Wouldn't
it be
great if, in these times of soft interest rates,
someone offers you a return of 10.5 per cent on debt,
that too tax-free? Well, unfortunately you are not
that lucky; for that you will need to be the Union
Government.
Indeed, 10.5 per cent
is the rate that the Centre charges on Plan loans to
State Governments. And since there is no question of
the Centre paying tax to itself, this return is
entirely tax-free!
What is more, 10.5 per cent is the interest on fresh
loans to be advanced in 2003-04. During the current
fiscal, States have been forking out an even higher
rate of 11.5 per cent on Plan loans from the Centre.
As against this, the average coupon on their market
borrowings this year would work out to only 7.2 per
cent. In the just concluded on-tap auctions of 10-year
paper, State Governments successfully mobilised Rs
14,151 crore in two tranches at coupon rates of
6.75-6.95 per cent.
Interest Rates on State Govt. Borrowings |
Year |
Plans Loans |
Market
Borrowings* |
Small
Savings Loans |
1997-98 |
13.00 |
12.82 |
14.50 |
1998-99 |
12.50 |
12.35 |
14.50 |
1999-2k |
12.50 |
11.89 |
13.50 |
2000-01 |
12.50 |
10.99 |
12.50 |
2001-02 |
12.00 |
9.20 |
11.00 |
2002-03 |
11.50 |
7.20 |
10.50 |
2003-04 |
10.50 |
- |
- |
* weighted
average of coupon/cut -off yields |
|
In other words, even
after the 100 basis points cut in Plan loan rates
announced by the Finance Minister in his reply to the
Finance Bill early this week, States are still paying
around 350 basis points more than the market rate on
these loans.
The accompanying Table shows that while the average
cost of funds raised by States through market
borrowings and loans against small savings collections
has fallen by 400-560 basis points since 1997-98, the
Centre has brought down its corresponding rate of Plan
loans by just 250 basis points. To get a better idea
of the magnitudes involved, it may be noted that
during 2002-03, total Plan loans from the Centre to
States is budgeted at Rs 30,238 crore, while the gross
market borrowings allocated to them amounted to only
Rs 17,276 crore. In addition, the States raised Rs
52,200 crore through issue of special securities
bearing 10.5 per cent interest to the National Small
Savings Fund.

## Source excerpt
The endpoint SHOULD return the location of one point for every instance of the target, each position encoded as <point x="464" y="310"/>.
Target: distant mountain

## Short exercise A
Answer these from the article on State Government borrowing rates:
(i) What rate have States been paying on Plan loans from the Centre during the current fiscal?
(ii) How much did State Governments mobilise in the on-tap auctions of 10-year paper?
(iii) What is the budgeted total of Plan loans from the Centre to States during 2002-03?
## Short exercise B
Write out the article on State Government borrowing rates from "What is more, 10.5" up to and including "6.75-6.95 per cent.", word for word.

## Exercise output A
(i) 11.5 per cent
(ii) Rs 14,151 crore
(iii) Rs 30,238 crore

## Exercise output B
What is more, 10.5 per cent is the interest on fresh
loans to be advanced in 2003-04. During the current
fiscal, States have been forking out an even higher
rate of 11.5 per cent on Plan loans from the Centre.
As against this, the average coupon on their market
borrowings this year would work out to only 7.2 per
cent. In the just concluded on-tap auctions of 10-year
paper, State Governments successfully mobilised Rs
14,151 crore in two tranches at coupon rates of
6.75-6.95 per cent.